Middle Point

October 28, 2020

Introduction

Working with numbers in programming never was a simple thing. In math, we deal with various sets of numbers - whole numbers, rational, complex. All these sets are infinite - that means that for any number we can find another smaller one and one which is bigger. In programming when we work with numbers we deal with some subset of these sets - that many that can be represented with a given amount of bits. When we want to work with whole numbers we can use e.g. Integer, which are the numbers being able to be represented usually with 4 bits. For floating-point numbers - say Double - it is 8 bits. There is no plus or minus infinity (in Double there are +/- infinity, though they are used for special cases).

Let’s look at a simple problem: given start and end number - calculate number which is in the middle. That means that we need to find such a number, which distance both to start and end will be the same.
In math this is a simple problem: (a + b) / 2 is the number. Let’s look at what difficulties we’ll face while writing such a program.
We’ll start with Integers first and then take a look at floating-point numbers.

Design API

We’d like to have a function that takes two numbers as parameters returning the middle point as a result. That means that for Integers we might have:

fun middle(start: Int, end: Int): Int

For Double:

fun middle(start Double, end: Double): Double 

And in general, if we would like to work with any number:

fun middle(start: Number, end: Number): Number

Analyze solution existence

As said before - we’re dealing with a subset of numbers in programming. Therefore the first question we’d like to answer is whether we’ll have a solution for any given set of numbers.
Here we have three situations:

@Test(expected = IllegalArgumentException::class)
fun `if start greater than end then throws exception`() {
	middle(5, 4)
}
@Test
fun `if start == end then start`() {
	assertEquals(5, middle(5, 5))
}

With this our initial setup for a function will be:

fun middle(start: Int, end: Int): Int {
	if (start > end) throw IllegalArgumentException()
	if (start == end) return start
	...
}

Integer naive approach

An additional case which we should cover with Integer numbers is a case when we have two numbers with odd distance. Assume we have start = 3 and end = 6. The correct middle point here would be 4.5. But it is not possible to represent such a number as Integer.
To cover that case we’ll introduce an exception - in such cases we’ll return closest smaller to the real middle point number.
This will be covered with:

@Test
fun `if distance is odd then returns closest smaller`() {
	assertEquals(4, middle(3, 6))
}

For any other pair of points, we’ll be able to have a solution. If start and end can be represented as Integers (they are in the subset of whole numbers which can be represented as Integer) middle point will be between them and that means solution also will be represented as Integer without issues.

The naive approach would be to apply our math knowledge, we’ll write our function body:

fun middle(start: Int, end: Int): Int {
	...
	return (start + end) / 2
}

But this would be incorrect because if start = 1 and end = Int.MAX_VALUE then start + end overflows and the result will be negative.

Collected data:
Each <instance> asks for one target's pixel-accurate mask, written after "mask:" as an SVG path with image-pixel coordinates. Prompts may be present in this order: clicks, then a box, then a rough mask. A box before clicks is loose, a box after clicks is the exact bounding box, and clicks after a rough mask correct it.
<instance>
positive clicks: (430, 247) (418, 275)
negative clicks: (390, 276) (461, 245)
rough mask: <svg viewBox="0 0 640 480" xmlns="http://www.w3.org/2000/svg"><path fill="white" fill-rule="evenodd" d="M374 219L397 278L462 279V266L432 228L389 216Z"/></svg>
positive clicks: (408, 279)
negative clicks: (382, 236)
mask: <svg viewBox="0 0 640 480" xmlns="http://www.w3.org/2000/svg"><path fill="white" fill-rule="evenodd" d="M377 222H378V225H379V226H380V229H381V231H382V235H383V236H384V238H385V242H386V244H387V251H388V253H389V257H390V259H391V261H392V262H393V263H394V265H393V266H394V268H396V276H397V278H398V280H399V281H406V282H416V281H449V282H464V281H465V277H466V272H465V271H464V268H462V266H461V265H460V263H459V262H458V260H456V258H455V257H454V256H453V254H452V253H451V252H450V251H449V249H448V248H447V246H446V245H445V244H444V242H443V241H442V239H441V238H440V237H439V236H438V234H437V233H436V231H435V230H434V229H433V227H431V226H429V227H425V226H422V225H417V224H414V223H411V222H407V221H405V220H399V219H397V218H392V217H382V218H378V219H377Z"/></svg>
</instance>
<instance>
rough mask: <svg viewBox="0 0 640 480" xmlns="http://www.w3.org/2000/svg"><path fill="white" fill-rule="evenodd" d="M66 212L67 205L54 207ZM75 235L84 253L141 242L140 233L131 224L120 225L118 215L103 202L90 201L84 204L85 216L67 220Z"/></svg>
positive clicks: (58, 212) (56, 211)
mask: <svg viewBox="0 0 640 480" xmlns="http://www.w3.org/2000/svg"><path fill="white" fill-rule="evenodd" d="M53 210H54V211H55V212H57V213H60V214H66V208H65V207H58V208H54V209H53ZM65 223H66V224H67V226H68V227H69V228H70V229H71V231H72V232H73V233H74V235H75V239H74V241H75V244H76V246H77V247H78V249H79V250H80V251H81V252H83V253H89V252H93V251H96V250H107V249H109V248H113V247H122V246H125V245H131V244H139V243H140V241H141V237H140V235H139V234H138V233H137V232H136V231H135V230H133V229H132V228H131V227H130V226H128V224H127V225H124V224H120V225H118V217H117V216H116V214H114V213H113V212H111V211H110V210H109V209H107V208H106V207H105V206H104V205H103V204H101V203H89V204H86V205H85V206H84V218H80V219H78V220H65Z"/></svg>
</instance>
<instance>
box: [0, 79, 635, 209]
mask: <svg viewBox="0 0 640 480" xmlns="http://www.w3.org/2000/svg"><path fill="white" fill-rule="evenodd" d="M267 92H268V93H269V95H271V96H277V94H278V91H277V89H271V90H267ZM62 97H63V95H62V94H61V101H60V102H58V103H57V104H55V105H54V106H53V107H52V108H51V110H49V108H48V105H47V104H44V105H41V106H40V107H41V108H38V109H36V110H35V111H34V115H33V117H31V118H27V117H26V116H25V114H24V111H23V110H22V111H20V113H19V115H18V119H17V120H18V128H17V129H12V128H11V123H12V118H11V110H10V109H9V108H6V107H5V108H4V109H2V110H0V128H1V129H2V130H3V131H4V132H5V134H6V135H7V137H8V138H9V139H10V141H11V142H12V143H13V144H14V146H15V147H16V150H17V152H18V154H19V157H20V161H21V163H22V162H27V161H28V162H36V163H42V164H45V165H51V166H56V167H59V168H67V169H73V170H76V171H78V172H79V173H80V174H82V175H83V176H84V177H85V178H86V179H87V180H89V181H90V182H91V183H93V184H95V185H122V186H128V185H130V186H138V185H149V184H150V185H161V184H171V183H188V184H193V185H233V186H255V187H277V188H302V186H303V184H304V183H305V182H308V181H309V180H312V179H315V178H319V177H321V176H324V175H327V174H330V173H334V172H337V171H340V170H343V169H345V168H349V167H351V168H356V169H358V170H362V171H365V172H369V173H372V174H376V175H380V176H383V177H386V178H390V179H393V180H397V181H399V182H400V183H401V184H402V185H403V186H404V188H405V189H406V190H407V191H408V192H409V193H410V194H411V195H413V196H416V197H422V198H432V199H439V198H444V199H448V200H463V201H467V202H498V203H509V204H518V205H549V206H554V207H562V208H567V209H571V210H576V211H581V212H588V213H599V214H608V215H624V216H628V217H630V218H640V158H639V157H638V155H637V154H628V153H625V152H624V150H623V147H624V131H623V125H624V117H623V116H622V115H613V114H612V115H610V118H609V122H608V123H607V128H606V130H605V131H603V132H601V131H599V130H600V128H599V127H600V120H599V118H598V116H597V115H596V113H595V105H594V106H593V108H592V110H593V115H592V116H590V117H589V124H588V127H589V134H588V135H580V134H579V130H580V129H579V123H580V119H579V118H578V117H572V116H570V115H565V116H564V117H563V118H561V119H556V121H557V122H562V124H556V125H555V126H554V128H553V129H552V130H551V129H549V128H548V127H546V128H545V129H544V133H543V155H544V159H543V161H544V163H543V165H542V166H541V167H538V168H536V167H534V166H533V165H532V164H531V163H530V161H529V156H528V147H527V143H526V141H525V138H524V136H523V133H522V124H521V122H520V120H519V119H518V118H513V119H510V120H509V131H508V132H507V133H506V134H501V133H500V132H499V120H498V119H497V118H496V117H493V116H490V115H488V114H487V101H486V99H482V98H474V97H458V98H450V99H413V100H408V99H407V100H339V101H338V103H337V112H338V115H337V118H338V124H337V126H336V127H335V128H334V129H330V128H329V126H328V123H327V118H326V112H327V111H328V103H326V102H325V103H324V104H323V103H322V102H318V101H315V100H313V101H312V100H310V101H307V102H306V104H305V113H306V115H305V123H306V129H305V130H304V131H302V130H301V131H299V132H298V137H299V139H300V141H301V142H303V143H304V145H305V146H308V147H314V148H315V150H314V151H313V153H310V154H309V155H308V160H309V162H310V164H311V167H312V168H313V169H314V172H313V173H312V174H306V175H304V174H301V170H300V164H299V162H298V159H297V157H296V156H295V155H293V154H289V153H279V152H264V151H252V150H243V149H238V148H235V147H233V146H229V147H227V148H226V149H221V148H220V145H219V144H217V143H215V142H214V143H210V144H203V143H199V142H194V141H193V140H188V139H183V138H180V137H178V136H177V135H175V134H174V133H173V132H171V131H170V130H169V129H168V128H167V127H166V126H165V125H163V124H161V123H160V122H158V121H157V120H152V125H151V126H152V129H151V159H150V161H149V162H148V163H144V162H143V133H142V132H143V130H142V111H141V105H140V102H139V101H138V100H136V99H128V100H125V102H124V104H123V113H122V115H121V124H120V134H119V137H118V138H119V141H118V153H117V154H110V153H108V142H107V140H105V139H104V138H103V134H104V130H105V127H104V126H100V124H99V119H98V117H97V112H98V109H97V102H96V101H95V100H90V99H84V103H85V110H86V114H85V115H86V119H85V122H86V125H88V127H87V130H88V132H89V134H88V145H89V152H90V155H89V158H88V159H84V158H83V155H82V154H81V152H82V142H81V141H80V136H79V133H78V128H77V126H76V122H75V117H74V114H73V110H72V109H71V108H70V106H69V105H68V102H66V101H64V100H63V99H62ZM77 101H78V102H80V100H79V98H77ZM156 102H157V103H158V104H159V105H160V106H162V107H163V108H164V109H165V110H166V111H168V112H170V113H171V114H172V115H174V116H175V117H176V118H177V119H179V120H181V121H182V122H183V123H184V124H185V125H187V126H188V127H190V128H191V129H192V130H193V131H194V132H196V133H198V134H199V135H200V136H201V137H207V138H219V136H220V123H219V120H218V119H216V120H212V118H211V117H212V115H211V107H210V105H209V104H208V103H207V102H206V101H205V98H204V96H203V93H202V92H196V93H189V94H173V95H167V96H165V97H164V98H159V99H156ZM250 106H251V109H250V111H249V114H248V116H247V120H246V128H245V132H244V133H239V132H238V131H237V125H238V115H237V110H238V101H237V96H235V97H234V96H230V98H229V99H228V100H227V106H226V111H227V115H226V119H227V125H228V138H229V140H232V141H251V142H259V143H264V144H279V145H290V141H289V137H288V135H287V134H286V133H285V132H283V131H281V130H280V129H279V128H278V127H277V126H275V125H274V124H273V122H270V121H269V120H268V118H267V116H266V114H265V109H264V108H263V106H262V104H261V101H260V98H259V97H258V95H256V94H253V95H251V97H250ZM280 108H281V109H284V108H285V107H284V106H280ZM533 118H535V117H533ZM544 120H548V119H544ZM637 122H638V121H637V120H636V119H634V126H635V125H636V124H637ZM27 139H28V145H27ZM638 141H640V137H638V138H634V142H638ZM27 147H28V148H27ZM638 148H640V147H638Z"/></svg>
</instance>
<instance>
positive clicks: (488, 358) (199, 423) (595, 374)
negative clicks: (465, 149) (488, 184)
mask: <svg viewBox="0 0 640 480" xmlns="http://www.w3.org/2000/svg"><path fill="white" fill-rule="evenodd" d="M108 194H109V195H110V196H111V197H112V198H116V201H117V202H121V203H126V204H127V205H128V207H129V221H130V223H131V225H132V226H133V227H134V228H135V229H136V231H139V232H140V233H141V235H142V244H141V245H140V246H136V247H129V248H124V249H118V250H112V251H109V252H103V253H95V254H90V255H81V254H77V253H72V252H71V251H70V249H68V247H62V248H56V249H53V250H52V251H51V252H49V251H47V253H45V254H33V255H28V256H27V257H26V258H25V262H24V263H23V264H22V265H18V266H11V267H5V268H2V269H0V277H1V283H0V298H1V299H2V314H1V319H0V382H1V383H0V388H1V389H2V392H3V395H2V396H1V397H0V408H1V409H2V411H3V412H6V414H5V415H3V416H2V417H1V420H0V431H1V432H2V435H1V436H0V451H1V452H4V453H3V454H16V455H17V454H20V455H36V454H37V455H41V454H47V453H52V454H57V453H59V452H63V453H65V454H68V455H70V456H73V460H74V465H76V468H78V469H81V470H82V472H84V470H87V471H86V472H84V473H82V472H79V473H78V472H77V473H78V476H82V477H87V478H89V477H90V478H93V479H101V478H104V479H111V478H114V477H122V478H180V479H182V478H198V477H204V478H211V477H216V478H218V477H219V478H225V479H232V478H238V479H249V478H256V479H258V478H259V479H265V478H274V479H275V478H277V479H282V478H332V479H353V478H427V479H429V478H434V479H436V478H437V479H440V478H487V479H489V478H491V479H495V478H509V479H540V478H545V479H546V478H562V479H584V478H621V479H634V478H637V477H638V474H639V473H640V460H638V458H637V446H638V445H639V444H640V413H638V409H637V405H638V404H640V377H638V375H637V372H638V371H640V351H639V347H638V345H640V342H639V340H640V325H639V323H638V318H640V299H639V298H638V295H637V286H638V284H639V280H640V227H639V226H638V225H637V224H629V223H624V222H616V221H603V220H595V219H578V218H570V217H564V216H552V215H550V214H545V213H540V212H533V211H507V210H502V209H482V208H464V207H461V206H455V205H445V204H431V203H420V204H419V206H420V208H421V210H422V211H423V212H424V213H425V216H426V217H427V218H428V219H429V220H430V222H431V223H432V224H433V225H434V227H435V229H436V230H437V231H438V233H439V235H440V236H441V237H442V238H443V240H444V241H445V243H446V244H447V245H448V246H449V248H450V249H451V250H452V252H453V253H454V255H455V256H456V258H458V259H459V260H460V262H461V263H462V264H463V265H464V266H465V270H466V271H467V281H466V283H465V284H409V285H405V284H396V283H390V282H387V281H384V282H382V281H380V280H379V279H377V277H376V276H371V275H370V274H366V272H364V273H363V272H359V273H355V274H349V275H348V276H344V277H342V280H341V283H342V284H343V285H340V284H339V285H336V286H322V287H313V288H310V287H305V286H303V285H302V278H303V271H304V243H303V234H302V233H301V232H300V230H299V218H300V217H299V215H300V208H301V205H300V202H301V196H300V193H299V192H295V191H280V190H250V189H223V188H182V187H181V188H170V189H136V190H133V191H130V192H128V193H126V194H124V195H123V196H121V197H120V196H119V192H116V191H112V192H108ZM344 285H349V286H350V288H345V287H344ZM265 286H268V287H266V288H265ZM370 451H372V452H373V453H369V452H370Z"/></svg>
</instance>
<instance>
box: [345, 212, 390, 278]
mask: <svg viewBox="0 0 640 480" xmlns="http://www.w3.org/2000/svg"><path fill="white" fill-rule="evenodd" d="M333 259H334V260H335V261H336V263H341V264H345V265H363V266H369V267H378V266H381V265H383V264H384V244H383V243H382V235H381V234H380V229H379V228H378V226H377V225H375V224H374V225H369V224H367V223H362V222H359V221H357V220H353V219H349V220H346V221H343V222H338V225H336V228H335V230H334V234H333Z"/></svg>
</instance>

--

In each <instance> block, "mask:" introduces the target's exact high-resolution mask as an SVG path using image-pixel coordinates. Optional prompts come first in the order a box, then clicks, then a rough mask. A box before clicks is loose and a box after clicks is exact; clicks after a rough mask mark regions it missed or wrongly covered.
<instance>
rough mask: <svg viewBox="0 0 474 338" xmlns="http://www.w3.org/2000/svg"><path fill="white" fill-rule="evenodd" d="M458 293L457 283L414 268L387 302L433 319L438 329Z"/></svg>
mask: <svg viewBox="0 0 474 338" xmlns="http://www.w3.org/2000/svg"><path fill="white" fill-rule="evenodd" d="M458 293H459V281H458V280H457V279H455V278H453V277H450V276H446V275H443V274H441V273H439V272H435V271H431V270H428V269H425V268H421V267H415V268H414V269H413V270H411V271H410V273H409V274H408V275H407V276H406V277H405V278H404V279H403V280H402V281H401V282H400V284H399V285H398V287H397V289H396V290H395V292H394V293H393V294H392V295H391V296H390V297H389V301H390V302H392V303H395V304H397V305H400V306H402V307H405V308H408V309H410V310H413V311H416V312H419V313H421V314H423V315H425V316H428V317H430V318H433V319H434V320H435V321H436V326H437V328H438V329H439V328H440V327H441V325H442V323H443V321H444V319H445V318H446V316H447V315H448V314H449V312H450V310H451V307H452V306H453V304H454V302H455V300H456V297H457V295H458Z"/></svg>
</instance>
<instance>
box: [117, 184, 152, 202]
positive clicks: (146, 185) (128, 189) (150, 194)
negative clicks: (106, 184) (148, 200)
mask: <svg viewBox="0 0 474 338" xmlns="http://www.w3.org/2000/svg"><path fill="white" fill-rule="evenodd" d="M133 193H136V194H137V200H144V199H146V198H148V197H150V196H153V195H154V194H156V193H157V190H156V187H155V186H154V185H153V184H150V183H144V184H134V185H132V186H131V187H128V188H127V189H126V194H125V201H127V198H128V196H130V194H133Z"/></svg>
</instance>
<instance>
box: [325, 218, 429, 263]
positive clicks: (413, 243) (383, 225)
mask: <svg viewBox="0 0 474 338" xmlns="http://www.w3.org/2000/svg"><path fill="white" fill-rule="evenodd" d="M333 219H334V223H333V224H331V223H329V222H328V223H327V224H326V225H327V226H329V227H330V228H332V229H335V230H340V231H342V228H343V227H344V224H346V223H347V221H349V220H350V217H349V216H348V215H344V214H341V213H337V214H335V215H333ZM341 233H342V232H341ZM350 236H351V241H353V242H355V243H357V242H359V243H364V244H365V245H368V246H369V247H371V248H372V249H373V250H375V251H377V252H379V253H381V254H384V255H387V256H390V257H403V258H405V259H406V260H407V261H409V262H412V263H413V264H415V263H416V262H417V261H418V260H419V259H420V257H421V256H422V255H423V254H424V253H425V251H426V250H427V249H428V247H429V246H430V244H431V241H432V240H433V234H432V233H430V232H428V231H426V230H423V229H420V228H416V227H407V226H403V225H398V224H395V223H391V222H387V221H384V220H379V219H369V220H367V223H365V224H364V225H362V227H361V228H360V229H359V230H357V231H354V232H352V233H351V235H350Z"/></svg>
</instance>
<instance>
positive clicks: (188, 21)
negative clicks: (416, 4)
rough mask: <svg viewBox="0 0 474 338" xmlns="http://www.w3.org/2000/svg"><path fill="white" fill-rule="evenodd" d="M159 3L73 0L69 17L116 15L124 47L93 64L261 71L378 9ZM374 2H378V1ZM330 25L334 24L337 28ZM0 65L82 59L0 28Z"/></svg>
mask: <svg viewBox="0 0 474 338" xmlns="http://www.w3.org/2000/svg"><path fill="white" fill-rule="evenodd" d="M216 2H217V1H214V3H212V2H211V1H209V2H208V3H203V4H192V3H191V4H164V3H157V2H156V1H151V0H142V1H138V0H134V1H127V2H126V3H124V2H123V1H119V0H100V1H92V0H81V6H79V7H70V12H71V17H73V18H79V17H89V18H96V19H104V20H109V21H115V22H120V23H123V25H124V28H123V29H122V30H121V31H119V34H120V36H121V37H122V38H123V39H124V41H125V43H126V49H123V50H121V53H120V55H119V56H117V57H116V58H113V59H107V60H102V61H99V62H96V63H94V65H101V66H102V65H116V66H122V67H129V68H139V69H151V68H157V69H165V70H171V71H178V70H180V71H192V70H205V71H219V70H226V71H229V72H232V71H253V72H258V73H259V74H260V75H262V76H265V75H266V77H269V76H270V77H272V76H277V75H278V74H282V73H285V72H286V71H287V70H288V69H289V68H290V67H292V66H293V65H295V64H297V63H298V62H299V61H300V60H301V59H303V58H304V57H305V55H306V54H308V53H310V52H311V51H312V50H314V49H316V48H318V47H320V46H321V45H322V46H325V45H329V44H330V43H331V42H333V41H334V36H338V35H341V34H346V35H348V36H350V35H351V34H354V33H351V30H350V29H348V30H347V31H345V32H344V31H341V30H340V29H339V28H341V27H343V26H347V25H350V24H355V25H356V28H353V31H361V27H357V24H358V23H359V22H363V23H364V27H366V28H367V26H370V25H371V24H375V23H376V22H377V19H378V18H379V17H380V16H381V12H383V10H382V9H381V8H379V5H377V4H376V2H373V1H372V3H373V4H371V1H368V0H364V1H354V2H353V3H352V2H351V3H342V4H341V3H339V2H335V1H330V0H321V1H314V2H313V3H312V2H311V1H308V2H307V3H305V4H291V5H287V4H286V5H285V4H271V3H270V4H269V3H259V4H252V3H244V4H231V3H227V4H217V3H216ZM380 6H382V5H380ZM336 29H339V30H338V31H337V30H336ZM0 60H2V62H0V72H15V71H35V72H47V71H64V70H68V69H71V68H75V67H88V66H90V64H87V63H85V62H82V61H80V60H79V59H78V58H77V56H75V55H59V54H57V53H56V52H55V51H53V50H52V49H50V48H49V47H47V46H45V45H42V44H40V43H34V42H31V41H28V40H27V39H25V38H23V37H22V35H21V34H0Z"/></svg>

==

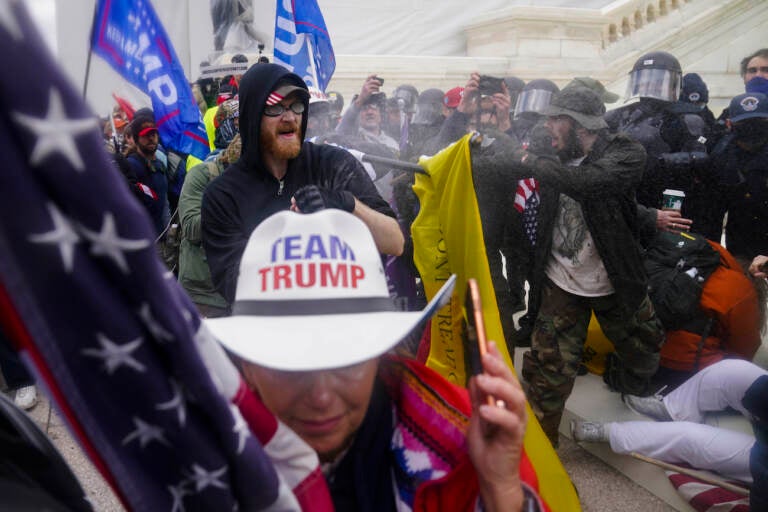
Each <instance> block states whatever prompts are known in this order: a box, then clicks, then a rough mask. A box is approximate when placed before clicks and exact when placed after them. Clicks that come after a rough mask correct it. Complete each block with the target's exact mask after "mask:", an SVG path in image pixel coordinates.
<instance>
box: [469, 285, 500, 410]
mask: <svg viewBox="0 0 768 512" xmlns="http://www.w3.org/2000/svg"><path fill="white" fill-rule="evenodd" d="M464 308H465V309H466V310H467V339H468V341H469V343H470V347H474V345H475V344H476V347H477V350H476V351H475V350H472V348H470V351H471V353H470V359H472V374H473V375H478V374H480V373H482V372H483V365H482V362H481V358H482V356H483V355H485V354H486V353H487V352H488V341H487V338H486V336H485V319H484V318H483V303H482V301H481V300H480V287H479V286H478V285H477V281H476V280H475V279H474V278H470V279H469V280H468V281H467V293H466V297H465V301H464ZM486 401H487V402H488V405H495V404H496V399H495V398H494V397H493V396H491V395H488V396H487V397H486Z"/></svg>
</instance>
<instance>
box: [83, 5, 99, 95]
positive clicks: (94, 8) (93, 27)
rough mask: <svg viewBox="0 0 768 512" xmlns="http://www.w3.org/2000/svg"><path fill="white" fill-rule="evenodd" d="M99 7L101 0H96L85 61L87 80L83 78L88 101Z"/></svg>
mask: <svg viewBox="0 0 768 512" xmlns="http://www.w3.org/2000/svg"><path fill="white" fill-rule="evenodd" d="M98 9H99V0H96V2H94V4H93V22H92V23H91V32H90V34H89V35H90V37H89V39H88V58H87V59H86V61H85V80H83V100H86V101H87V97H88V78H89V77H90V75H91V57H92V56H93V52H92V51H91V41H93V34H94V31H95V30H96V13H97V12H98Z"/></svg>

## Assigned task 1
In the middle-point article above, rewrite the paragraph beginning "An additional case which we should cover" as a shorter paragraph that keeps its main facts.
## Assigned task 2
Based on the middle-point article above, do the following statements agree with it? Answer yes or no for each, and quote the deciding words of the article.
(a) The middle function throws an exception when start is greater than end.
(b) The article covers floating-point numbers before Integers.
(c) With start = 1 and end = Int.MAX_VALUE, the expression (start + end) / 2 gives a negative result.

## Expected answer 1
With Integers, two numbers can be an odd distance apart. For start = 3 and end = 6, the correct middle point is 4.5, which cannot be represented as an Integer.

## Expected answer 2
(a) Yes: "if (start > end) throw IllegalArgumentException()"
(b) No: "We’ll start with Integers first and then take a look at floating-point numbers."
(c) Yes: "start + end overflows and the result will be negative."